● Stated task: Reproduce the text on cybersecurity and DevSecOps starting with "Traditional security is" and going on through "implementation of security.", swapping "grudge purchase" for "reluctant expense".

● Excerpted passage:

● ● ● ● ● ● ●

Such an evolution is currently underway again. Its pinnacle is the digital business, an agile enterprise that conducts transactions more efficiently and effectively than ever before. They do so by being cloud-native companies, adopting open platforms as well as fluid development methodologies often referred to as DevOps.
But in this digital evolution, cybersecurity has been slow to adapt. In 2017, the Word Economic Forum rated cybersecurity as one of the top risks facing the world today. Our recent Executive Guide to the NTT Security 2018 Global Threat Intelligence Report shows how extensive this risk is. It highlights that although finance was the most attacked sector over 2017, technology achieved the unenviable kudos of achieving a 25% increase in attacks, globally.
Traditional security is a reactive force, applied after other processes. There are several reasons for this, not the least because cybersecurity is often treated as a grudge purchase . It makes do with budgetary scraps after other requirements have been met. But such an approach is incompatible with the new business evolution and demands a new approach: the DevSecOps way . DevSecOps seeks to use the lessons already applied to the development process and apply them to the implementation of security.

● ● ● ● ● ● ●

● Data section:

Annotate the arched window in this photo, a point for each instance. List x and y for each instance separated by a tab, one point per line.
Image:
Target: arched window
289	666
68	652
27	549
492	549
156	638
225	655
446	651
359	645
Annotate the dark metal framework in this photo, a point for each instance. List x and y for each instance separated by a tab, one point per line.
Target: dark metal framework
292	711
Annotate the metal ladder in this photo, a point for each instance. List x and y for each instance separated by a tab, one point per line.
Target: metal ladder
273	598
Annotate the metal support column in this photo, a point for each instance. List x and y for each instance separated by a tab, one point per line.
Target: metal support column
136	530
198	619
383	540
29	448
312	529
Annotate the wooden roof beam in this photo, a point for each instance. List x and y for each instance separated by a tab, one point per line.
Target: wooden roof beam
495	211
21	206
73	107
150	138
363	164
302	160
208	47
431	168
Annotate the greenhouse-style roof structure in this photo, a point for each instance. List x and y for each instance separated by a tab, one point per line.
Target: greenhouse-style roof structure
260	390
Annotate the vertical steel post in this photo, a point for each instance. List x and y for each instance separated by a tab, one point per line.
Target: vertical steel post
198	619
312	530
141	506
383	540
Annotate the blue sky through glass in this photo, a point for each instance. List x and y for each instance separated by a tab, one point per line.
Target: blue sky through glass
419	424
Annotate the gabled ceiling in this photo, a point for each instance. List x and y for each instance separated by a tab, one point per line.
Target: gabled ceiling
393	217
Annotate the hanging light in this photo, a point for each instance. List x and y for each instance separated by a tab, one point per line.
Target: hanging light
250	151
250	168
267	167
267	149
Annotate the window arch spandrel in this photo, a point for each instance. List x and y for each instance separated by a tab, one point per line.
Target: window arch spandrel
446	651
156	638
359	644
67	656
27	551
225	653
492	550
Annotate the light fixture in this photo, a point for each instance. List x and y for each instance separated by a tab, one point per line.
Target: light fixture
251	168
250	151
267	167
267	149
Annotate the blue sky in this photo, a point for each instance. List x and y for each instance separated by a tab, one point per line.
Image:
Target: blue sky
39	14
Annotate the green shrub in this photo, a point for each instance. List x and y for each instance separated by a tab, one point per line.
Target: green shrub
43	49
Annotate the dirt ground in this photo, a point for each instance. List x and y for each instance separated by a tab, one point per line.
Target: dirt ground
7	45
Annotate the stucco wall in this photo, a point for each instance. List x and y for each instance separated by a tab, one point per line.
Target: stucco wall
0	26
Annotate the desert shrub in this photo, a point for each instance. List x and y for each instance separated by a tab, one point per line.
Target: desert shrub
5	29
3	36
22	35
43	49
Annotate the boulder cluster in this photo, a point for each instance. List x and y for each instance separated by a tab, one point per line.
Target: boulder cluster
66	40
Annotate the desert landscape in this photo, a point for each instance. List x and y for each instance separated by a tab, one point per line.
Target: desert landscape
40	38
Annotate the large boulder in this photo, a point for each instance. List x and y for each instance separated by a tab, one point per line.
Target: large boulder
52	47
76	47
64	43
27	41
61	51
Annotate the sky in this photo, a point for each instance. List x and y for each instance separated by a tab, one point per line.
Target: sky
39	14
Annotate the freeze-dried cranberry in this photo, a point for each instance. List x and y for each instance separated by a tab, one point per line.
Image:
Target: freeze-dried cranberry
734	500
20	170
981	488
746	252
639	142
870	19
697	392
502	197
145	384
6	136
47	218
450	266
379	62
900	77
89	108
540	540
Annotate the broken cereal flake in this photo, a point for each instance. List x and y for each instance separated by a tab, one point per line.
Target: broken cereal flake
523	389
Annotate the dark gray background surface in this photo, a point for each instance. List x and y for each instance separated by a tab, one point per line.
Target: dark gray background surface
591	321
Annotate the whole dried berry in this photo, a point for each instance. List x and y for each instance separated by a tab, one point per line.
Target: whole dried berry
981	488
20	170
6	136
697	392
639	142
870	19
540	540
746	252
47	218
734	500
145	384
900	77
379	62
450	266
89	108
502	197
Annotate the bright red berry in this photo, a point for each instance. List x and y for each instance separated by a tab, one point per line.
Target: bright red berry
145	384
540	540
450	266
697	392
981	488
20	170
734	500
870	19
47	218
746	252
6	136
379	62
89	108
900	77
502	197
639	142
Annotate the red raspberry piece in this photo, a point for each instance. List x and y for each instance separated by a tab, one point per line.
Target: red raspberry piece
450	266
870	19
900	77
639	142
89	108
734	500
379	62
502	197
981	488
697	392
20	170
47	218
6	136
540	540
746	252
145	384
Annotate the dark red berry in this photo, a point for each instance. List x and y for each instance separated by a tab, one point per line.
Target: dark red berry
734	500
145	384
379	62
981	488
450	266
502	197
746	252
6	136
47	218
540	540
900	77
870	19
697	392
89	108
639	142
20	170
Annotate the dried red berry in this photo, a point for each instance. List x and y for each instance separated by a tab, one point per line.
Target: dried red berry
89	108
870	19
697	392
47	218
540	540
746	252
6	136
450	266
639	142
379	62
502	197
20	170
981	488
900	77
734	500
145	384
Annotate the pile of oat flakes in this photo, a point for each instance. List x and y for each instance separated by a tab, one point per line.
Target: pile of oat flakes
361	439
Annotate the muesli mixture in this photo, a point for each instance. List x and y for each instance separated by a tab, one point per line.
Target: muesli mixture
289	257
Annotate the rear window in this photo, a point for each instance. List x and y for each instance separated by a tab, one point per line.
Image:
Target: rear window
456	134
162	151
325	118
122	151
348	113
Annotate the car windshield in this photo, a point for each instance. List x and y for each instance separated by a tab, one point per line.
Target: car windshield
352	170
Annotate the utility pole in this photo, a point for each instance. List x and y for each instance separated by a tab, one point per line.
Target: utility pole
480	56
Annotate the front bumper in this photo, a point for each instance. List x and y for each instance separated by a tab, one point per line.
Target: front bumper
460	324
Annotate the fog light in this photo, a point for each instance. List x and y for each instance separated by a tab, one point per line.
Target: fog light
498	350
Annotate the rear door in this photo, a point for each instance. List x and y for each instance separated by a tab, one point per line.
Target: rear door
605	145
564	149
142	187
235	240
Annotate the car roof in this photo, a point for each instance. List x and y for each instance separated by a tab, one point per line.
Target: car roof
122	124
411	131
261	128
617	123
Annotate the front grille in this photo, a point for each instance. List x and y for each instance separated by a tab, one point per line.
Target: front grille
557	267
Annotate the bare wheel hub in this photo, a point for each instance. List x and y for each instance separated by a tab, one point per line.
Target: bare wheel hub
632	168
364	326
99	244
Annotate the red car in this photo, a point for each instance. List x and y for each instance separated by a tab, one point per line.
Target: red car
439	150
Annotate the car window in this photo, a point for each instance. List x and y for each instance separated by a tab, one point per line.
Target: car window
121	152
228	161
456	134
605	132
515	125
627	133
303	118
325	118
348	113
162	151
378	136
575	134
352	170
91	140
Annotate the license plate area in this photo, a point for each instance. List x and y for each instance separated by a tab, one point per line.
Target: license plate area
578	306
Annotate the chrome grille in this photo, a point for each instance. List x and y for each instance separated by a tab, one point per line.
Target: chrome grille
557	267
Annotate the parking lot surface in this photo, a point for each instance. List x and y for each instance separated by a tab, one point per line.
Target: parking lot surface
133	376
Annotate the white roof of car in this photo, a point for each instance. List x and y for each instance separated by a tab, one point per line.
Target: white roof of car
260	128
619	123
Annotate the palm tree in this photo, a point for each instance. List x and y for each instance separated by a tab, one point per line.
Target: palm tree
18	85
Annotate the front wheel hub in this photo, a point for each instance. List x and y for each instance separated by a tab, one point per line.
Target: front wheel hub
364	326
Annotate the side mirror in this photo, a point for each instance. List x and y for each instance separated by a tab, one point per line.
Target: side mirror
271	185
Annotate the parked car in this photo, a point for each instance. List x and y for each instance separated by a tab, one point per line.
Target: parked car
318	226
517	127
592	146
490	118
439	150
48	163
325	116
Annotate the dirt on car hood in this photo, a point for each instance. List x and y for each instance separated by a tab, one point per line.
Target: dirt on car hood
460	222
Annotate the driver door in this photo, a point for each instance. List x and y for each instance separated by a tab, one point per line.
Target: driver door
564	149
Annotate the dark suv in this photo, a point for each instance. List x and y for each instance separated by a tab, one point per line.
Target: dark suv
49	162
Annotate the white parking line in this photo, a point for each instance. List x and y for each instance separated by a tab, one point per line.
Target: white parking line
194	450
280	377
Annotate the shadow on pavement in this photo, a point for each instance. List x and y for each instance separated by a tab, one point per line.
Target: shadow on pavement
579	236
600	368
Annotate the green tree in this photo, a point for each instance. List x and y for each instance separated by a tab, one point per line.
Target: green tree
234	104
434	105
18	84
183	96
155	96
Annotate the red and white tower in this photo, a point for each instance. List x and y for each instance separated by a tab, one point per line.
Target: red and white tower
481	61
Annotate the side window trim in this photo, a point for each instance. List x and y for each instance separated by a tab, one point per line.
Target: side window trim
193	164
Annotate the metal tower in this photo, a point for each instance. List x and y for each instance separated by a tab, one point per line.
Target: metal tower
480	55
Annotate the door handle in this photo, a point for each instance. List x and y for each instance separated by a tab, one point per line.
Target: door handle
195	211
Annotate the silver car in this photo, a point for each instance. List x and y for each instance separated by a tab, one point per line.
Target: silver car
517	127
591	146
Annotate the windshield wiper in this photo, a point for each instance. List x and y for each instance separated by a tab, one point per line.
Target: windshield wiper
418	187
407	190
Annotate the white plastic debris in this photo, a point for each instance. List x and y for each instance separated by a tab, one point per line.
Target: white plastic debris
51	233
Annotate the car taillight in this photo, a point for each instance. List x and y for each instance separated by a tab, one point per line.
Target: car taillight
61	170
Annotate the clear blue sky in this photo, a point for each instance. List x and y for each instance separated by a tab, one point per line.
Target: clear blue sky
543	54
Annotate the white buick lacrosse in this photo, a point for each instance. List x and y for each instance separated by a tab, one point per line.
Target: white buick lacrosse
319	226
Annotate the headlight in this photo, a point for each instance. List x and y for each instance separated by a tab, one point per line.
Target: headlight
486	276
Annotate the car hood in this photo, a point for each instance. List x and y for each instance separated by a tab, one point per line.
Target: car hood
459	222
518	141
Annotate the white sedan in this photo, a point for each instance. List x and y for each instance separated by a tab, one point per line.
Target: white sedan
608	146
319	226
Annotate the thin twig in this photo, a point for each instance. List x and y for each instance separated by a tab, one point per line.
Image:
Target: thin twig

● ● ● ● ● ● ●

● Result for this exercise:
Traditional security is a reactive force, applied after other processes. There are several reasons for this, not the least because cybersecurity is often treated as a reluctant expense . It makes do with budgetary scraps after other requirements have been met. But such an approach is incompatible with the new business evolution and demands a new approach: the DevSecOps way . DevSecOps seeks to use the lessons already applied to the development process and apply them to the implementation of security.